Тригорин. Что же в ней особенно хорошего? (Смотрит на часы.) Я должен сейчас идти и писать... Бывают насильственные представления, когда человек день и ночь думает, например, все о луне, и у меня есть своя такая луна. День и ночь одолевает меня одна неотвязчивая мысль: я должен писать, я должен писать, я должен... Едва кончил повесть, как уже почему-то должен писать другую, потом третью, после третьей четвертую... Пишу непрерывно, как на перекладных, и иначе не могу. Что же тут прекрасного и светлого, я вас спрашиваю? О, что за дикая жизнь! Вот я с вами, я волнуюсь, а между тем каждое мгновение помню, что меня ждет неоконченная повесть. Вижу вот облако, похожее на рояль. Думаю: надо будет упомянуть где-нибудь в рассказе, что плыло облако, похожее на рояль. Пахнет гелиотропом. Скорее мотаю на ус: приторный запах, вдовий цвет, упомянуть при описании летнего вечера. Ловлю себя и вас на каждой фразе, на каждом слове и спешу скорее запереть все эти фразы и слова в свою литературную кладовую: авось пригодится!.. И так всегда, всегда, и нет мне покоя от самого себя, и я чувствую, что съедаю собственную жизнь, что для меда, который я отдаю кому-то в пространство, я обираю пыль с лучших своих цветов, рву самые цветы и топчу их корни. Разве я не сумасшедший?» (с. 252 и след.).

* НАБОР ЗАПИСЕЙ *
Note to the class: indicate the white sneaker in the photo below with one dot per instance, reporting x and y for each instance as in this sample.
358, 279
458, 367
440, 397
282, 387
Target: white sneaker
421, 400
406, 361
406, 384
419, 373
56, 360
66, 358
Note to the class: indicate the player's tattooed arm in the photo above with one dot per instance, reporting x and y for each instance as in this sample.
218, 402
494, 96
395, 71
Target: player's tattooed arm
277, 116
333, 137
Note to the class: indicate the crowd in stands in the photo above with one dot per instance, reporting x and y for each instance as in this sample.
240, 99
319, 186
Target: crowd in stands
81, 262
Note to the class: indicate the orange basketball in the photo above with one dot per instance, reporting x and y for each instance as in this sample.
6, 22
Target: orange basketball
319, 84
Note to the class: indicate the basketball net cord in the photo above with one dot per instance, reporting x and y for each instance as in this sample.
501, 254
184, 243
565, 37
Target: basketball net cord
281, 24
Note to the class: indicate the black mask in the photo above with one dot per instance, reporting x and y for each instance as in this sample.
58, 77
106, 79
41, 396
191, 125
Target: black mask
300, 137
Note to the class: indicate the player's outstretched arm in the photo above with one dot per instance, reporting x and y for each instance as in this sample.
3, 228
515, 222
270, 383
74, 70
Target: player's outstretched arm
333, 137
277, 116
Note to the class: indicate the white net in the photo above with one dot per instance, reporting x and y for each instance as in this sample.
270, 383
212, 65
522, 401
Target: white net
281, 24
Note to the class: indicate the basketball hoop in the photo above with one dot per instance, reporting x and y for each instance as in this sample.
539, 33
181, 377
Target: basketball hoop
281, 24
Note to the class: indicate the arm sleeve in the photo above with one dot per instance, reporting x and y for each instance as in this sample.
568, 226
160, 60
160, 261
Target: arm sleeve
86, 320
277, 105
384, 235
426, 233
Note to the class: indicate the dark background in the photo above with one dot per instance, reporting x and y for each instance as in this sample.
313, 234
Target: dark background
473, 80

* ЗАДАНИЕ *
На что похоже облако, которое Тригорин замечает в своем монологе?

* ОЖИДАЕМЫЙ ОТВЕТ *
Облако похоже на рояль.